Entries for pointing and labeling
+-------+

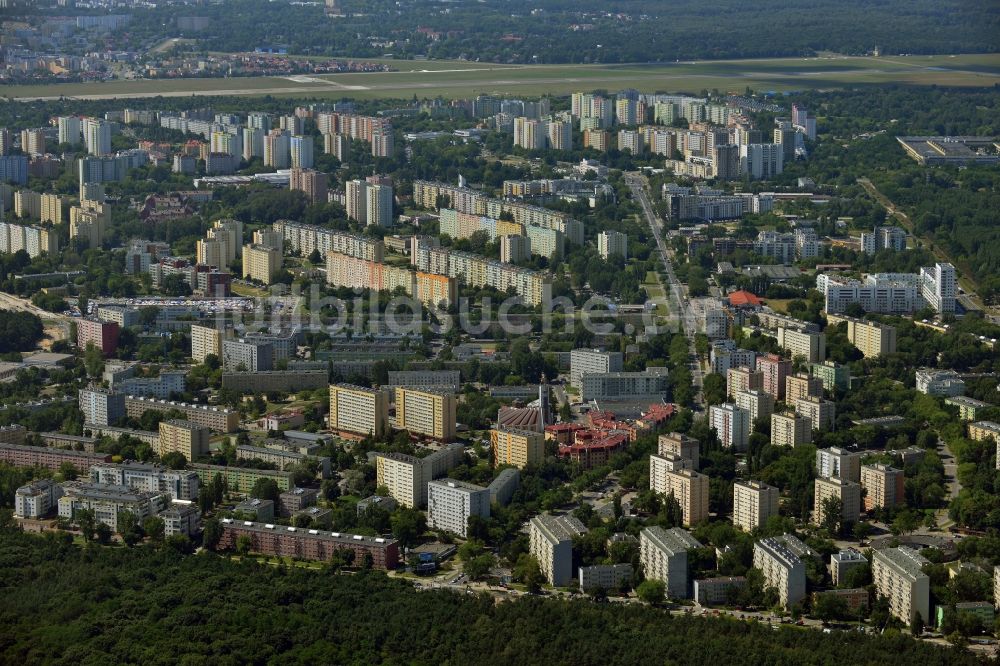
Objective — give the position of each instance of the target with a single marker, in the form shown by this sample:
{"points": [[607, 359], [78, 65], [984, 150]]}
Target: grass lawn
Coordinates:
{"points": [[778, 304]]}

+-------+

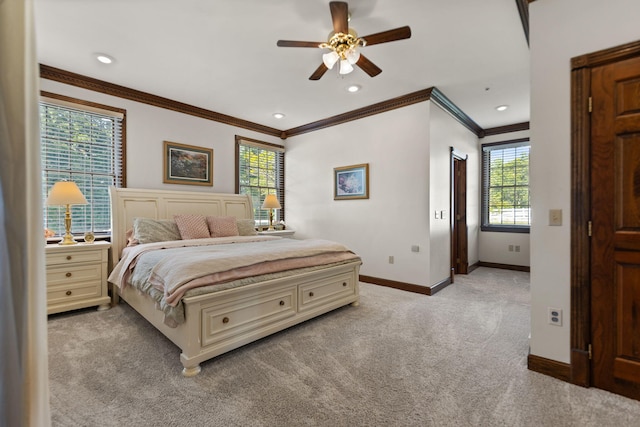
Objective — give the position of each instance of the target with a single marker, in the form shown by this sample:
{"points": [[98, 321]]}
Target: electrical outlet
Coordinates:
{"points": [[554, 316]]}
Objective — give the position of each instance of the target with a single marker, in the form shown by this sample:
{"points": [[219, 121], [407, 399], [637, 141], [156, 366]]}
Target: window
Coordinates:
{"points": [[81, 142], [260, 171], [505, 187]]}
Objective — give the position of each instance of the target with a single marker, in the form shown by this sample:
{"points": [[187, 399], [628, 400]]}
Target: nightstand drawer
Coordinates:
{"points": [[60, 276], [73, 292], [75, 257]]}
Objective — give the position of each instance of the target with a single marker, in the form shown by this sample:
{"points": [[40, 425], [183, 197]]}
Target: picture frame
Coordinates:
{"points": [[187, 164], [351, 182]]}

+-------+

- _Exercise requirements_:
Please filter the records above down to the lines that contain the string "points", treating case as significant, and copy each of those lines.

- _Solution to this exercise_:
{"points": [[607, 359], [78, 65], [984, 150]]}
{"points": [[778, 304]]}
{"points": [[98, 321]]}
{"points": [[554, 316]]}
{"points": [[219, 121], [407, 399], [637, 141], [156, 366]]}
{"points": [[81, 142], [260, 171], [505, 187]]}
{"points": [[187, 399], [628, 400]]}
{"points": [[60, 276], [73, 292], [75, 257]]}
{"points": [[40, 425], [183, 197]]}
{"points": [[187, 164], [351, 182]]}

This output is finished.